WHAT IS ASKED: Count the lines in the items below that contain the word "black", treating uppercase and lowercase as different, and reply with the number alone.
* start *
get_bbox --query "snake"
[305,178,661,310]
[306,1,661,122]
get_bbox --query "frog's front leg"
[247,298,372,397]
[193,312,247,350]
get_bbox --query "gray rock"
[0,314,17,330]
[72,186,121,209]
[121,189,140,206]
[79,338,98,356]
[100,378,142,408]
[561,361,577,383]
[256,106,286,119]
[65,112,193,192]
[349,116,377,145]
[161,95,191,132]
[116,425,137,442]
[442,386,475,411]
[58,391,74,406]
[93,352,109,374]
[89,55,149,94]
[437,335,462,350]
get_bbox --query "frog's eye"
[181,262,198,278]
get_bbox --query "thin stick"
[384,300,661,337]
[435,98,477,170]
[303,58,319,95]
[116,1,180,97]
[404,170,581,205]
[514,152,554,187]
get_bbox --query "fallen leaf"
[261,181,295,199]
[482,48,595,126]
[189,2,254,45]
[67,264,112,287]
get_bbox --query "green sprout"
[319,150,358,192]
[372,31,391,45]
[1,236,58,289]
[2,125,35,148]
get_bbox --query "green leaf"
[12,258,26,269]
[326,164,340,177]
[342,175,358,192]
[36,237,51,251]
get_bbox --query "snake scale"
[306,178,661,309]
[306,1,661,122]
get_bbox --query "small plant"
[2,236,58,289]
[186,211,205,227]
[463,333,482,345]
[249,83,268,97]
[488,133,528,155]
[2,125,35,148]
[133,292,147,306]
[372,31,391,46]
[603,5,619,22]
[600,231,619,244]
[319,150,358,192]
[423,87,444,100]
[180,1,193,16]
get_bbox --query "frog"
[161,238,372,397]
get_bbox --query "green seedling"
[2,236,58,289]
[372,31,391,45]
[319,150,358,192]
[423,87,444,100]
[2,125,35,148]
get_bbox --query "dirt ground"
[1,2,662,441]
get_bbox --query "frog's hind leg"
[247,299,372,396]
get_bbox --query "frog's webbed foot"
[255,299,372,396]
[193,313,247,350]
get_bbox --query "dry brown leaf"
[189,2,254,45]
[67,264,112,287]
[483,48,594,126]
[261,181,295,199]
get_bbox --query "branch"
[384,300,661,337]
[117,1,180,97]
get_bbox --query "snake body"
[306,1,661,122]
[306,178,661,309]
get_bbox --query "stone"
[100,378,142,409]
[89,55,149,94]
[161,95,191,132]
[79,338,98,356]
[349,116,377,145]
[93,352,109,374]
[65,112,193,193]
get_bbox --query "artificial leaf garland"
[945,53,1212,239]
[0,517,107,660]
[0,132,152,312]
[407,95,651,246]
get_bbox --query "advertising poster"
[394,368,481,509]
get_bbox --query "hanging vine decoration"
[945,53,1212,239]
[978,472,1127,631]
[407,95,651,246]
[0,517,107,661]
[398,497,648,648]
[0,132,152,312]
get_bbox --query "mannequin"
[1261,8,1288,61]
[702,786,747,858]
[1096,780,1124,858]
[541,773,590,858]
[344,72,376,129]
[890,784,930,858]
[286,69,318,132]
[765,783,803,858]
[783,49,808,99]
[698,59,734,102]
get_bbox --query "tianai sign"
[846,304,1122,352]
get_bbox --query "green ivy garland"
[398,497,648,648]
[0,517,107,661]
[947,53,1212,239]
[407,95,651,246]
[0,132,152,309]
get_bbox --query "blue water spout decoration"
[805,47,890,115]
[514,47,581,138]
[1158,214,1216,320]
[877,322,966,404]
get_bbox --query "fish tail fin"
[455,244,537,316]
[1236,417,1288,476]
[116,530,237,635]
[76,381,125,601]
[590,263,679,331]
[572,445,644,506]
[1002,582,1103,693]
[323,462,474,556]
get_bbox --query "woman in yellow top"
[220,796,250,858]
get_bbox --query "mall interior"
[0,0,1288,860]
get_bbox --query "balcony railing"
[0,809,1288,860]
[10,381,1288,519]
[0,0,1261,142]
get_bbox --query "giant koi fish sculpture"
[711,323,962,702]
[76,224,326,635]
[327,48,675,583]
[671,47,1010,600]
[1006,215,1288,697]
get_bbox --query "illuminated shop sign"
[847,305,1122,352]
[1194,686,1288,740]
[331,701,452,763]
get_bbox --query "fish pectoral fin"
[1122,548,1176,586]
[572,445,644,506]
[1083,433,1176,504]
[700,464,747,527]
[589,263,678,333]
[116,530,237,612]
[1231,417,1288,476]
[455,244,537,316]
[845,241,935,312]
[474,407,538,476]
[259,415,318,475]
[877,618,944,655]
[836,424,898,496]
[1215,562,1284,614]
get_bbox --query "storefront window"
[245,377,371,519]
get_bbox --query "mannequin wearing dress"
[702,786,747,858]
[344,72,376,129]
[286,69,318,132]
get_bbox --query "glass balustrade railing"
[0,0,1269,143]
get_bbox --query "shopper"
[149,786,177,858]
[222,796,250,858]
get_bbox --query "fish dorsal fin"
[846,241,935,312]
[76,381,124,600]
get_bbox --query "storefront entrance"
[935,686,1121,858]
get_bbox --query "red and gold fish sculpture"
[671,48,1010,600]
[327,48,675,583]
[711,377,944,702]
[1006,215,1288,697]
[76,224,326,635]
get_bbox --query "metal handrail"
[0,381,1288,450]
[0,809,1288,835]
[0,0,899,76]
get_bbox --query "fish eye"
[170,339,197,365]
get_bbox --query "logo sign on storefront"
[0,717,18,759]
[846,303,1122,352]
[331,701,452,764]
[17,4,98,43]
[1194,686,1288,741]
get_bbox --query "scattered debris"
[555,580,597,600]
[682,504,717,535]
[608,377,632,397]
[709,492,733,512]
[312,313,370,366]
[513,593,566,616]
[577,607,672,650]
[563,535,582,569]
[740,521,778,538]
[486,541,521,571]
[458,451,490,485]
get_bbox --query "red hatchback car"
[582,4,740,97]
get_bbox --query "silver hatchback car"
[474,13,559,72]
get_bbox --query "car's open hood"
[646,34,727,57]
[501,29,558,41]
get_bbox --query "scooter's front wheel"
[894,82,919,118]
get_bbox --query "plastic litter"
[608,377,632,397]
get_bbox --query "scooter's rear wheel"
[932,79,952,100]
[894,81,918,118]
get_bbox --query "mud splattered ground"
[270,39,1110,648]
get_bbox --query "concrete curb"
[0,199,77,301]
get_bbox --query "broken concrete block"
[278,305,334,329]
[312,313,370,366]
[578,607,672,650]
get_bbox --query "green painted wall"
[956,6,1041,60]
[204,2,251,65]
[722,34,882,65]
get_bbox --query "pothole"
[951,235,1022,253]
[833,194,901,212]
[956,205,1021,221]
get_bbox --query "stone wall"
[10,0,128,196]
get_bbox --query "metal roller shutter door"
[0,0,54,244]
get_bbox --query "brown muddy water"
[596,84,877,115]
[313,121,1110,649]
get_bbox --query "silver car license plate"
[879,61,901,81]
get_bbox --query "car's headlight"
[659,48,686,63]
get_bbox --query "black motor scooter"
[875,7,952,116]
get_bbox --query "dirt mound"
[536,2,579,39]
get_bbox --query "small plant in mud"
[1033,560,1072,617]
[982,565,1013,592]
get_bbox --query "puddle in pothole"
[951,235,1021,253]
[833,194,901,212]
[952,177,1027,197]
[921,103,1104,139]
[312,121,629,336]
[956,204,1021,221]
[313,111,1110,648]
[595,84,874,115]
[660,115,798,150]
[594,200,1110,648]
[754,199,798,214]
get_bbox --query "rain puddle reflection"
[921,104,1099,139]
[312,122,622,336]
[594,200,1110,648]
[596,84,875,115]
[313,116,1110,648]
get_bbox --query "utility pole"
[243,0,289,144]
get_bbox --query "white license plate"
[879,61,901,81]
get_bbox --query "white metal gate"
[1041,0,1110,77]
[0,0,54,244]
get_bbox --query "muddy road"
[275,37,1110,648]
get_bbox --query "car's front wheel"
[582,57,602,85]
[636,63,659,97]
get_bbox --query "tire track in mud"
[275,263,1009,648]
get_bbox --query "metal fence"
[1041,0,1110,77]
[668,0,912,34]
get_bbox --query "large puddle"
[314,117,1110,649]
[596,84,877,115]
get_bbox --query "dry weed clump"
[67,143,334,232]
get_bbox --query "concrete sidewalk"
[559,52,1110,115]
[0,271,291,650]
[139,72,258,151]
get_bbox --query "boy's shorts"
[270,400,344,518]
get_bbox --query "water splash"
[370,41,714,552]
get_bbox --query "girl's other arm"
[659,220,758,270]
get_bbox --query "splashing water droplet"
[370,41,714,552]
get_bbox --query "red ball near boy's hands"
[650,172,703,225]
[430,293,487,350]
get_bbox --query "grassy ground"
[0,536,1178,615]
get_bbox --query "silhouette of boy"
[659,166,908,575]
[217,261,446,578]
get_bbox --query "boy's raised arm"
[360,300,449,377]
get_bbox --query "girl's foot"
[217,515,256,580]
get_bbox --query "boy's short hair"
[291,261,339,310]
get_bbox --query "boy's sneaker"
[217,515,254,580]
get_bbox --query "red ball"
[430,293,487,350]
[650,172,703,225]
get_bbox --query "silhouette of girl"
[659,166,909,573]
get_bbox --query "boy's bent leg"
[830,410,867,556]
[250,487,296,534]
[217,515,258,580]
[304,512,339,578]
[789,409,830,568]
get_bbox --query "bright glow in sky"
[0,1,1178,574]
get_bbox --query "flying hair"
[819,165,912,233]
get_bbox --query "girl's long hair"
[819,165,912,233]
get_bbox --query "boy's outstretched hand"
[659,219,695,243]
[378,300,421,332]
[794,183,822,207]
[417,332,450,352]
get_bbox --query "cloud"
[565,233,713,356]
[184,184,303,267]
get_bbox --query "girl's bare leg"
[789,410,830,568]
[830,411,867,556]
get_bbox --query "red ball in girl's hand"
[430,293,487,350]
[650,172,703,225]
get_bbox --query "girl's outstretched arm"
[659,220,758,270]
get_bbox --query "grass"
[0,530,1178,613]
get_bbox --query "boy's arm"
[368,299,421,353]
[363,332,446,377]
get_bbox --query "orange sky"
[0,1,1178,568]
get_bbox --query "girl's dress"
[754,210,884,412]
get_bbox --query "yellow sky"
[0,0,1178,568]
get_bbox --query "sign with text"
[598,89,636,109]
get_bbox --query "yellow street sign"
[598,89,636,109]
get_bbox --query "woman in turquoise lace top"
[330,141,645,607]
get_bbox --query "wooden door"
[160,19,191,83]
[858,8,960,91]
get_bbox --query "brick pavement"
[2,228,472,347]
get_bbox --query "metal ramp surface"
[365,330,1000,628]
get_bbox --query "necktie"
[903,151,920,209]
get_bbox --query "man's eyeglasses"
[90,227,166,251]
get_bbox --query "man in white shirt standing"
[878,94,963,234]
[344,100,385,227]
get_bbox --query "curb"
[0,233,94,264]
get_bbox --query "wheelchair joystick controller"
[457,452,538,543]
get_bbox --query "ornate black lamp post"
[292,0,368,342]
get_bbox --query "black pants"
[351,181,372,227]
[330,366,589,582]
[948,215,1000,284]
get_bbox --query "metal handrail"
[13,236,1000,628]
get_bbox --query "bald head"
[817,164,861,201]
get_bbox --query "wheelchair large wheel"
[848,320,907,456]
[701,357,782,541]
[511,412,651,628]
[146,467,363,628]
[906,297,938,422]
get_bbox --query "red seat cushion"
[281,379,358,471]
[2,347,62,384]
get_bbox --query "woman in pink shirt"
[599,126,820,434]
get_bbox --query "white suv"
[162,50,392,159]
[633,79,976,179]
* end *
THE COMPLETED TASK: 3